**Exercise objective:** All records below are to be set down exactly, each character intact.

[Opening Provided records section]

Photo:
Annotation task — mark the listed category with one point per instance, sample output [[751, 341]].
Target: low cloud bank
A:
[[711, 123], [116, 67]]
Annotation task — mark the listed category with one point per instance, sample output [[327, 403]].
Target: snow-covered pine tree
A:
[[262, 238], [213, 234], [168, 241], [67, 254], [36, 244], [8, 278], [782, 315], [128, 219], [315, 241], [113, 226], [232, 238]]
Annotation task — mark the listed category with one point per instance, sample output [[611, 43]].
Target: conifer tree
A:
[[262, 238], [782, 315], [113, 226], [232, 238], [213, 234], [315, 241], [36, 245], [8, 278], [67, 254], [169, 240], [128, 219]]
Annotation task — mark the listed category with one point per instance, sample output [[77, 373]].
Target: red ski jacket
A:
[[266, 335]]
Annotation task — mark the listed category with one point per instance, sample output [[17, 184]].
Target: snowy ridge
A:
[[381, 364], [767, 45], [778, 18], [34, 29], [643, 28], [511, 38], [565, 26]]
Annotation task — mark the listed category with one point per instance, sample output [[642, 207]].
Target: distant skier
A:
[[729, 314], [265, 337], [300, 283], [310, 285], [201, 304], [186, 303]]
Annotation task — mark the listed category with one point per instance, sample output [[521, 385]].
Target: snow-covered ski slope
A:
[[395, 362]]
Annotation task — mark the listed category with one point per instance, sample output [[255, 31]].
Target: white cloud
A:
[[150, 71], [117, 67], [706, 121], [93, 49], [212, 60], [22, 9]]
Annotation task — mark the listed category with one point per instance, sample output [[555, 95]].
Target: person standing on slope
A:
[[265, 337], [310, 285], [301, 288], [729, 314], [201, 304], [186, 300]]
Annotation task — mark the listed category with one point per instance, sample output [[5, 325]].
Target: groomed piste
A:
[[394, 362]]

[Closing Provided records section]

**Reply to the task:**
Photo:
Annotation task — mark the listed category with one point per instance, sample output [[751, 341]].
Target: low cloud bank
A:
[[711, 123], [116, 67]]
Annotation task — mark the listed category with one point per instance, sample output [[327, 403]].
Target: snow-covered pine tree
A:
[[262, 238], [213, 234], [168, 241], [67, 254], [36, 244], [8, 278], [782, 315], [128, 219], [315, 241], [113, 226], [232, 238]]
Annotation task — mark the listed category with one point per instance, sample output [[611, 43]].
Target: conifer tree
A:
[[262, 238], [782, 315], [113, 226], [232, 238], [213, 234], [315, 241], [36, 245], [8, 278], [67, 254], [169, 240], [128, 219]]
Annotation task — mark the listed category with one point per instance, sample output [[77, 373]].
Target: red ski jacket
A:
[[266, 335]]
Annotation task — mark the listed category with one point per instance, sample output [[17, 184]].
Target: snowy ridge
A:
[[381, 364], [767, 45], [778, 18], [34, 29], [643, 28], [511, 38], [565, 26]]
Annotation task — mark the listed category with one point per instance, sample output [[642, 207]].
Target: distant skier
A:
[[729, 314], [265, 337], [300, 283], [310, 285], [201, 304], [186, 303]]
Annotation task — mark the listed category with one point per instance, sample output [[521, 385]].
Target: snow-covered ski slope
A:
[[395, 362]]
Annotation task — mark the listed category with one point per instance, sample output [[255, 31]].
Target: white cloud
A:
[[150, 71], [117, 67], [706, 121], [93, 49], [212, 60], [22, 9]]
Annotation task — mark the listed category with one point per instance, sample output [[555, 95]].
Target: person standing on slope
A:
[[265, 337], [310, 285], [301, 288], [729, 314], [201, 304], [186, 300]]
Annotation task — mark the listed category with one point per instance, sample output [[5, 325]].
Target: groomed piste
A:
[[394, 362]]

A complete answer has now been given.